### [Material provided]
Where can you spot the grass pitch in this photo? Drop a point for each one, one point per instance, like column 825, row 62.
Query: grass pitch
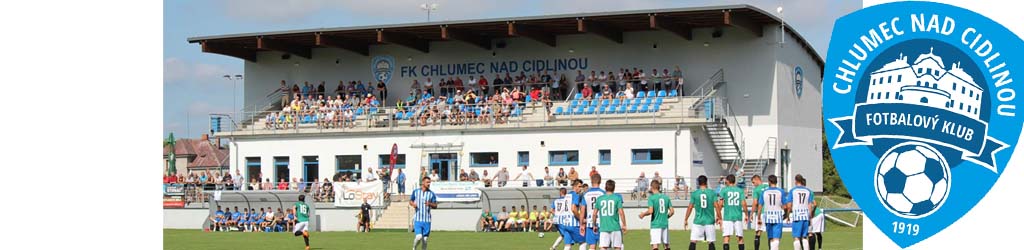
column 836, row 238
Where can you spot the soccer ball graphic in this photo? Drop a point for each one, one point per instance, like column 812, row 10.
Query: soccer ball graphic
column 912, row 179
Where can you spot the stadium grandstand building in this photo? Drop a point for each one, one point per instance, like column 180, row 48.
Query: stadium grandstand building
column 750, row 100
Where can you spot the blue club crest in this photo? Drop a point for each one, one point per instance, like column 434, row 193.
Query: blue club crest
column 382, row 67
column 921, row 112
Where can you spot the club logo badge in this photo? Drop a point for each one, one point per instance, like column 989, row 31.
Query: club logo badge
column 921, row 112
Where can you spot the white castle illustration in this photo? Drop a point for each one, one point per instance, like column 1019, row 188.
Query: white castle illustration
column 927, row 82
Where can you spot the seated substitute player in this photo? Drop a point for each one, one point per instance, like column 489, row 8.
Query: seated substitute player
column 659, row 207
column 817, row 225
column 708, row 214
column 732, row 203
column 608, row 209
column 800, row 204
column 773, row 212
column 422, row 201
column 302, row 219
column 759, row 188
column 590, row 198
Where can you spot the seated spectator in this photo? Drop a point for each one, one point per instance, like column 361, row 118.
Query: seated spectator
column 563, row 179
column 487, row 220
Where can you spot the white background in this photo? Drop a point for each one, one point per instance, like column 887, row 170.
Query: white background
column 994, row 221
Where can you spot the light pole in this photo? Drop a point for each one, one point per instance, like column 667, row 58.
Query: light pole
column 428, row 7
column 235, row 91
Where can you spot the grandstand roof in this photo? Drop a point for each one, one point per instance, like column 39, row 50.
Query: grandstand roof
column 544, row 29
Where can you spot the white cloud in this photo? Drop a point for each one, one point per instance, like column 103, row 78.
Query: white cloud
column 177, row 70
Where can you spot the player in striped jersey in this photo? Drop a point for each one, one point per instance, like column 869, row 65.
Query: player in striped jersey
column 772, row 209
column 800, row 203
column 422, row 201
column 560, row 207
column 758, row 223
column 589, row 198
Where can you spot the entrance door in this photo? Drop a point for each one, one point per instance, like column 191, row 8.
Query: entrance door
column 445, row 164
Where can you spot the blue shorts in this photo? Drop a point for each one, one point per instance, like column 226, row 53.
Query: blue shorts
column 570, row 235
column 800, row 228
column 422, row 228
column 774, row 231
column 592, row 238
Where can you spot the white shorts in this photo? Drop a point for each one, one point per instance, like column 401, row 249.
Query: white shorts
column 658, row 236
column 611, row 239
column 732, row 227
column 702, row 233
column 818, row 223
column 300, row 226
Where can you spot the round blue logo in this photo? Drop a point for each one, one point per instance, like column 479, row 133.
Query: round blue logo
column 919, row 97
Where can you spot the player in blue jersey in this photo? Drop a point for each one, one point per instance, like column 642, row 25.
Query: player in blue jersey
column 422, row 201
column 800, row 204
column 592, row 237
column 772, row 210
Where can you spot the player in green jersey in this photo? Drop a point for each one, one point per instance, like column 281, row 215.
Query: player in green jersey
column 610, row 217
column 302, row 218
column 708, row 214
column 732, row 201
column 659, row 207
column 759, row 189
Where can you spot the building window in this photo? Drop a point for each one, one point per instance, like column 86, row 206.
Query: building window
column 523, row 158
column 604, row 157
column 281, row 169
column 348, row 165
column 485, row 159
column 647, row 156
column 563, row 158
column 385, row 161
column 253, row 168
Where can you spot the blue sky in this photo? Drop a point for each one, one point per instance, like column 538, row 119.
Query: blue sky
column 194, row 83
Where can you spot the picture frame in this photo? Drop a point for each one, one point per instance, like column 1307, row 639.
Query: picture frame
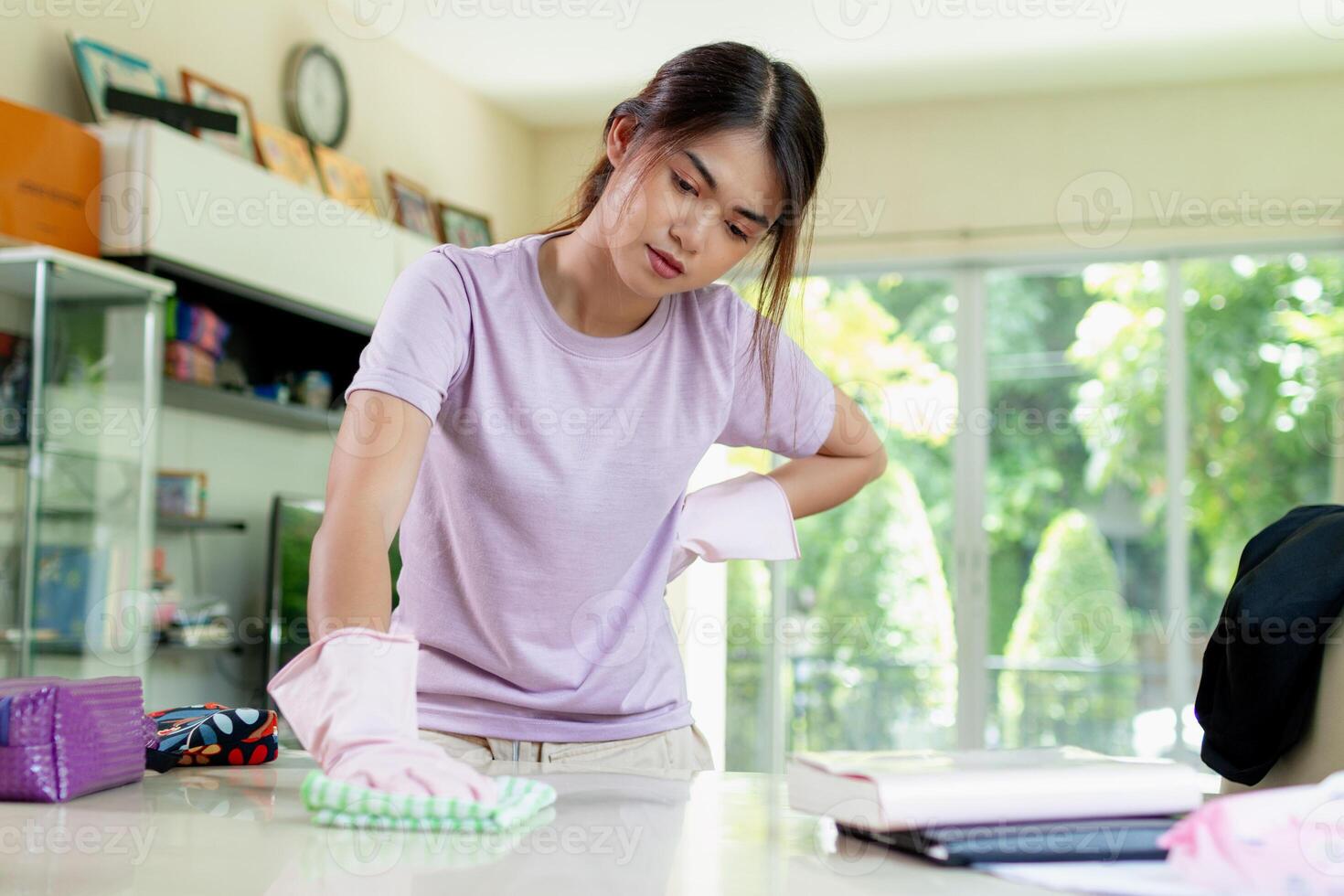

### [How to complete this task]
Only lines containing the string "frame" belong in the answer; find them in the data above and copy them.

### [Final answer]
Where can you spot the picture frame in this photo? Drop a point for each one, one point per instance, like column 1307, row 639.
Query: picture frame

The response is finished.